TASK OBJECTIVE:
Each record needs to be transcribed word for word, though without its pictures.

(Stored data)
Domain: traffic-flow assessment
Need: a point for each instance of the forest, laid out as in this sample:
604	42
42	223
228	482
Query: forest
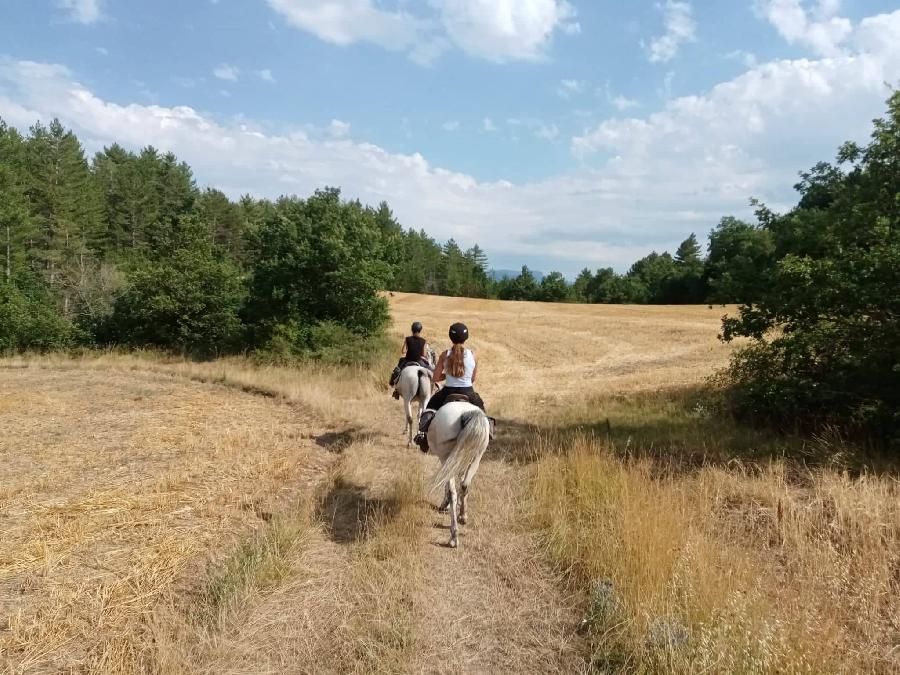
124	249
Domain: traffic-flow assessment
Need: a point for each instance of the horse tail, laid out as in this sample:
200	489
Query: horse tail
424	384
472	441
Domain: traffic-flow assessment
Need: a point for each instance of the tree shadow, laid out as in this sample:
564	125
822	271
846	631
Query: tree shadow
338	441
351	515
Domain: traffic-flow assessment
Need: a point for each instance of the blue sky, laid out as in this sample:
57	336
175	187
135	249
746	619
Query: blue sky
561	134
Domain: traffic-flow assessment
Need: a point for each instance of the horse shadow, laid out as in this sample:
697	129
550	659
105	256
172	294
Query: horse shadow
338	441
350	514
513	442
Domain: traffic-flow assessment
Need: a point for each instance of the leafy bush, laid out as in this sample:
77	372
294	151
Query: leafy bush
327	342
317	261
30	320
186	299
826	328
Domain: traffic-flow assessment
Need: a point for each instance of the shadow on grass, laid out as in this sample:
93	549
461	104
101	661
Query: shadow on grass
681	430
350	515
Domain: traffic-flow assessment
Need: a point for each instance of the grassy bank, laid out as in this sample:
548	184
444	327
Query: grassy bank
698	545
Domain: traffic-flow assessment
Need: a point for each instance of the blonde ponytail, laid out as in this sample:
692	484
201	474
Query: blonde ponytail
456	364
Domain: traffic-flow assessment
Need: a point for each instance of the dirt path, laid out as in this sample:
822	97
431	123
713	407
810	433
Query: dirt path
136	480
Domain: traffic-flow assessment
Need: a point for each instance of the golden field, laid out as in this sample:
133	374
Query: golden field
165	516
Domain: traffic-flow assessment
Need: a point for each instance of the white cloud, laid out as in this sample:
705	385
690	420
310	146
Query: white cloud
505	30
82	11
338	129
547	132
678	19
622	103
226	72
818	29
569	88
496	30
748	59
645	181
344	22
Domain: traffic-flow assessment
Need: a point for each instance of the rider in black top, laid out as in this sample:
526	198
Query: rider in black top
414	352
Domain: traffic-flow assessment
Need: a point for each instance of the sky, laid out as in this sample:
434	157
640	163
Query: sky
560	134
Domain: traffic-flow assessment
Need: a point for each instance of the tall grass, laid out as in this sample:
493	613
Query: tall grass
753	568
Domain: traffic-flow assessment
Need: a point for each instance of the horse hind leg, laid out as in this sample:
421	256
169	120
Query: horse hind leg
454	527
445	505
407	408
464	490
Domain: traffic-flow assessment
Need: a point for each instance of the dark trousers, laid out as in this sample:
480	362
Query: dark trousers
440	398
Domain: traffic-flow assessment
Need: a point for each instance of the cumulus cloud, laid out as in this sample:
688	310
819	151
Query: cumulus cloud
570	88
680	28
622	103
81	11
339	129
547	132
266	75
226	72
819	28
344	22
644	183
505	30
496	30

RESULT FOR THIS TASK:
Domain: traffic-flow assessment
Need: a point for each instance of the forest, laid out as in this sample:
604	42
42	223
228	482
Query: forest
124	249
Domain: traffic-flow assessment
Need: a point for each instance of the horse tail, laid out as in this sample:
200	489
Query: horse tail
424	384
472	441
Domain: traffic-flow assessment
Need: a point for each instance of the tree shadow, laid out as in this sample:
564	125
822	271
846	631
Query: tree shadow
338	441
351	515
Domain: traffic-flow assessment
Need: a point for each instance of the blue sky, laid out as in this sample:
57	336
175	187
135	249
746	619
Query: blue sky
561	134
Domain: traffic-flow assessment
Need: a point for each instance of the horse shadow, laid out as in this sample:
697	129
550	659
105	256
172	294
Query: horse shadow
338	441
350	514
513	442
Domain: traffic-flow assessment
Need: a point for each instance of the leafy bush, laid out as in this sample:
77	372
294	151
Query: leafy bush
327	342
317	261
30	320
186	299
826	328
Domain: traffic-flow assessment
Need: a point for each instance of the shadow on grass, laid out as in this sample:
93	549
461	104
101	661
Query: shadow on grass
681	430
350	515
Domain: traffic-flow assessment
Need: a point for each instance of the grassy bank, laid out as in this sample:
548	184
444	327
Query: grassy bank
698	545
Domain: traffic-flow assessment
Need: a point for each instance of the blonde ponytail, laid out as in this sample:
692	484
201	474
Query: blonde ponytail
456	364
Domain: traffic-flow assessment
Need: a point for each instance of the dirt path, laid out as in this sample:
822	97
431	123
713	407
810	433
Query: dirt path
136	480
Domain: traffic-flow assessment
Need: a point for each instance of the golden field, laid out as in this sample:
133	374
Query: golden field
165	516
Domain: traffic-flow assessment
Need: a point for each instance of the white cloud, laid out as in this sample:
705	385
690	420
310	146
Query: white cloud
505	30
82	11
338	129
547	132
678	19
622	103
226	72
818	29
569	88
496	30
748	59
645	181
344	22
Domain: traffic-flow assessment
Need: a point for each instance of the rider in black top, laid out as in this sample:
526	198
Query: rider in black top
414	352
Domain: traffic-flow assessment
Need: a point for each instance of the sky, laid out as in this sample:
434	157
640	163
Query: sky
560	134
Domain: traffic-flow assessment
Need: a point for each instance of the tall grass, laid out as in this sample:
493	613
Query: tall grass
753	568
Domain: traffic-flow assessment
Need: a point for each instance of the horse hind leg, laid out as in this sample:
421	256
169	120
Query: horse hind leg
454	527
445	505
407	408
464	490
Domain: traffic-flow assessment
Need: a point for each instance of the dark trousers, laid out as in this sample:
480	362
Query: dark trousers
440	398
Domain: traffic-flow assessment
Need: a point for each instance of the cumulus cloud, laid out as in this sample:
688	310
819	151
Query: cumulus cloud
570	88
680	28
622	103
81	11
339	129
547	132
266	75
226	72
819	28
344	22
644	183
505	30
496	30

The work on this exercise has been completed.